◆ Given records ◆

════════════════════

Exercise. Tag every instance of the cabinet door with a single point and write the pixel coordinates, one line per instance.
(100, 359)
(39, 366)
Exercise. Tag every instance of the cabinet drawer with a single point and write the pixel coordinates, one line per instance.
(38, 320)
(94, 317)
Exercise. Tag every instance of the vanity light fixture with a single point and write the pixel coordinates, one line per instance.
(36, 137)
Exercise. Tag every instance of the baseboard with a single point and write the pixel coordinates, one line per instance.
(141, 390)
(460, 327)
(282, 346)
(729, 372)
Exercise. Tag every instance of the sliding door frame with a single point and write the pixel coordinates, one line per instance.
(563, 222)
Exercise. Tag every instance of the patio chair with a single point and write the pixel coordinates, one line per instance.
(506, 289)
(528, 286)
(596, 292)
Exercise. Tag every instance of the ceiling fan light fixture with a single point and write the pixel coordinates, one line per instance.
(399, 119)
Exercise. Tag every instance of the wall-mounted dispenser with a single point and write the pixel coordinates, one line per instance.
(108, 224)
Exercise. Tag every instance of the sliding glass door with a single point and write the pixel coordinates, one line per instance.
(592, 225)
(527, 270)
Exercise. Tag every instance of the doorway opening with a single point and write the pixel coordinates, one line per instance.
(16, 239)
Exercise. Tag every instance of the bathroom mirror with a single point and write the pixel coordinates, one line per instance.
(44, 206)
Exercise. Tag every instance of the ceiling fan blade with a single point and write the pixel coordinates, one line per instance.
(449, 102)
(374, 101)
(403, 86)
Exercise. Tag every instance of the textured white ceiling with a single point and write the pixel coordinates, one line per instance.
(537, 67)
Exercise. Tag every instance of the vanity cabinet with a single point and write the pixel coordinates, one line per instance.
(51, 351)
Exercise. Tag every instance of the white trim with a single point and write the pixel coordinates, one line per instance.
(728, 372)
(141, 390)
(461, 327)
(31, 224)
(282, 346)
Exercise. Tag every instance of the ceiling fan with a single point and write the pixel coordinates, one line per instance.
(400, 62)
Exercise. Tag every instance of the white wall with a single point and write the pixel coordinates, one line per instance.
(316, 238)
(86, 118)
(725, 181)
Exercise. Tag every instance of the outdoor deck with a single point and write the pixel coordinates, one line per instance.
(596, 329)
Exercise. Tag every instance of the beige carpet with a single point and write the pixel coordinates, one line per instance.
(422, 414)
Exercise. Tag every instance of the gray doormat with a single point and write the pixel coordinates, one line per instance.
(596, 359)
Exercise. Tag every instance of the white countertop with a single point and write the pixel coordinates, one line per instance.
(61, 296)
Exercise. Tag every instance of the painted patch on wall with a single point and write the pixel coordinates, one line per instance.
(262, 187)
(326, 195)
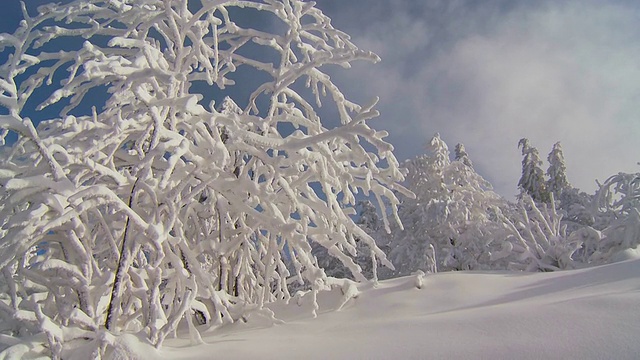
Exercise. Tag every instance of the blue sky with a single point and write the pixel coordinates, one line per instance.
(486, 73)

════════════════════

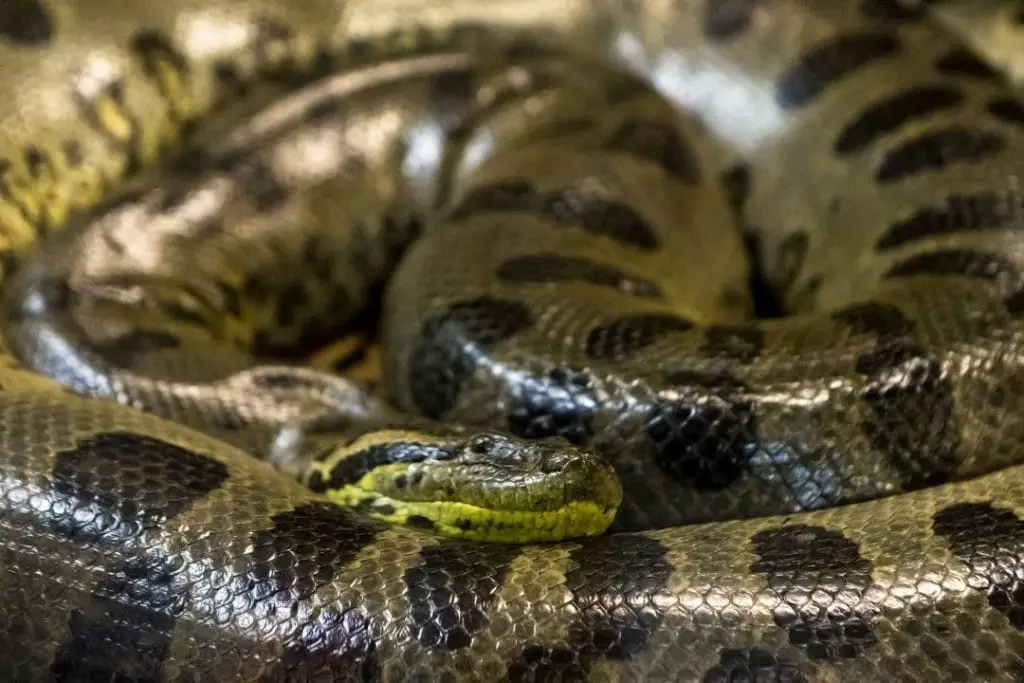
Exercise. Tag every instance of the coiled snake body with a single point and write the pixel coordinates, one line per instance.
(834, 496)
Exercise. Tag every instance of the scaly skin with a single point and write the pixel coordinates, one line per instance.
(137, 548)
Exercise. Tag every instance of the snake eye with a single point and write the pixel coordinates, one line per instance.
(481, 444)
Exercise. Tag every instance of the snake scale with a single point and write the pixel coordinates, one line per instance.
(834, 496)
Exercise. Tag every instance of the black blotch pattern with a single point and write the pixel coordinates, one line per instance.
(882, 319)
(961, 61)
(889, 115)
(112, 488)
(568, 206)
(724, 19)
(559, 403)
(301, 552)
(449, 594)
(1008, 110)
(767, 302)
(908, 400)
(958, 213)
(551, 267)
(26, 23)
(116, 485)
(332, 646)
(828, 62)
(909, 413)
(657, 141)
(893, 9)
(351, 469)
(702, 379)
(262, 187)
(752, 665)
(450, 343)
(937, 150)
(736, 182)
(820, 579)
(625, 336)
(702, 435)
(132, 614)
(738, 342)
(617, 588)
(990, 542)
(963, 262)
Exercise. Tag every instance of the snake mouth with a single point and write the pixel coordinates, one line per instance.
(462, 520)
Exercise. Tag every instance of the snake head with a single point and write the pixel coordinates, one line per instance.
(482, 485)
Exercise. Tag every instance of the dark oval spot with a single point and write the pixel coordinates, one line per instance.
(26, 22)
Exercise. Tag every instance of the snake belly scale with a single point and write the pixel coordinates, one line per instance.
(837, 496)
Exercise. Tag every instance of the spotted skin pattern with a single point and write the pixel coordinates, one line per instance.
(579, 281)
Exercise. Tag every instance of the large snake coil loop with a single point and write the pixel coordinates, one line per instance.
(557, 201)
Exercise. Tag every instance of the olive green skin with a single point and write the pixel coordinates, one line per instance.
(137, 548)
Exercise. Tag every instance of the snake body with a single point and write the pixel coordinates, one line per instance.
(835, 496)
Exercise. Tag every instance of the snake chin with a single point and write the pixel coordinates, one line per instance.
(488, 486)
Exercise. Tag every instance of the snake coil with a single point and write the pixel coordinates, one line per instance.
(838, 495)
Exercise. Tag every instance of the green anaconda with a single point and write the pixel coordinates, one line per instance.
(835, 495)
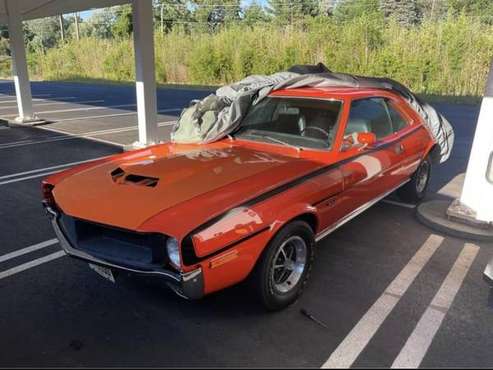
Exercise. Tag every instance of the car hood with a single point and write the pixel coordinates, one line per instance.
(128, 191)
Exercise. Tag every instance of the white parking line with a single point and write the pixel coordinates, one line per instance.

════════════════════

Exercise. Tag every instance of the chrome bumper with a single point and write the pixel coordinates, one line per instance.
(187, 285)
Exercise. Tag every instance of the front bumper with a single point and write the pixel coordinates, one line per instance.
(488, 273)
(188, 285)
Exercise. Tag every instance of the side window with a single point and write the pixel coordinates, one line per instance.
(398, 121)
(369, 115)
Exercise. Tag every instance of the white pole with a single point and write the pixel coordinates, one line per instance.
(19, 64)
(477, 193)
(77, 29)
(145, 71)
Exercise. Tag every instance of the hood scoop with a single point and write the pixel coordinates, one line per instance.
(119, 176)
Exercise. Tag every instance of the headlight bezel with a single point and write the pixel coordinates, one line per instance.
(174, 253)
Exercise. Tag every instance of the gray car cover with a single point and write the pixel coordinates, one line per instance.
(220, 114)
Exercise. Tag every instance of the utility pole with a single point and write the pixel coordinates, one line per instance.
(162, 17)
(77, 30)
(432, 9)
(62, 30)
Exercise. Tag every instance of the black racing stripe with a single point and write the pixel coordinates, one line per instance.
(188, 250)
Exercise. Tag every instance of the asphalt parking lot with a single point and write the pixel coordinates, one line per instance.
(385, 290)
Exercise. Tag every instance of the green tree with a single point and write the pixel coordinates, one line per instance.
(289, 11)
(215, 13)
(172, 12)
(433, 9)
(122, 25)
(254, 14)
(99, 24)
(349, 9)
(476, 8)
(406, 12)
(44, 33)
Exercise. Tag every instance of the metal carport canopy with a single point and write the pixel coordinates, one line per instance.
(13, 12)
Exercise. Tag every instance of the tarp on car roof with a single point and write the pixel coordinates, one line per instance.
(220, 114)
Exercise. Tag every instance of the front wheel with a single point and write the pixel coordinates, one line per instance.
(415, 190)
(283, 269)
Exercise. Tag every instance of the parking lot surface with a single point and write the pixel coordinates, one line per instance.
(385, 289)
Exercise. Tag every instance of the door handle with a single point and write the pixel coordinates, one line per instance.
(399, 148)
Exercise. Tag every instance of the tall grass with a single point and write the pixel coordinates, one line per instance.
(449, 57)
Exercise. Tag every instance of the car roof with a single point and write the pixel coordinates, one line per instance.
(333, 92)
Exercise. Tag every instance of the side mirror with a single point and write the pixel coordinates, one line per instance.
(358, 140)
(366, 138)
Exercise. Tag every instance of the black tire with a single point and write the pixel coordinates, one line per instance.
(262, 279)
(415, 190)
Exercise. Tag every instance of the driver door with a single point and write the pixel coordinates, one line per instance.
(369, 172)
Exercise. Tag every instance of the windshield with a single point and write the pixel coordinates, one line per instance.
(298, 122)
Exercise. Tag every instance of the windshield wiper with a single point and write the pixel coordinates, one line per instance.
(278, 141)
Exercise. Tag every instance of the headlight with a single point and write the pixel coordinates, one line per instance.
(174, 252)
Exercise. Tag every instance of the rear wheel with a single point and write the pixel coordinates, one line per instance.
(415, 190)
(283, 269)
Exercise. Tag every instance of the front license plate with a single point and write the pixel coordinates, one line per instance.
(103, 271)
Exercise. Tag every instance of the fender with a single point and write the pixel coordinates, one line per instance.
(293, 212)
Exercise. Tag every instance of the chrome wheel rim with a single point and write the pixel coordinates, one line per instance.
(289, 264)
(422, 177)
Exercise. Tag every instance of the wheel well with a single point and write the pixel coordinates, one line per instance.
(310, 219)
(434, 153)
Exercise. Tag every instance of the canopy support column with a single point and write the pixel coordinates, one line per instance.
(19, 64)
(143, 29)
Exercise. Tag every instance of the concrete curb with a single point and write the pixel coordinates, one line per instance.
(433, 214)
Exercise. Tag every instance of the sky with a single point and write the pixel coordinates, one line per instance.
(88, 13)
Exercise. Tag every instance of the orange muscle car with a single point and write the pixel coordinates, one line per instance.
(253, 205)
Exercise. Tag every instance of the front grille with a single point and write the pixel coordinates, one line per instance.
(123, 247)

════════════════════

Pull out each line of the records above that contains the string "hood", matching case exactly.

◆ Written answer ◆
Exercise. Tag every instance of the car hood with a single point and write the pixel coordinates, one line per instance.
Exercise. Tag every instance of the hood scoop with a single point and write the pixel coordinates, one line per instance.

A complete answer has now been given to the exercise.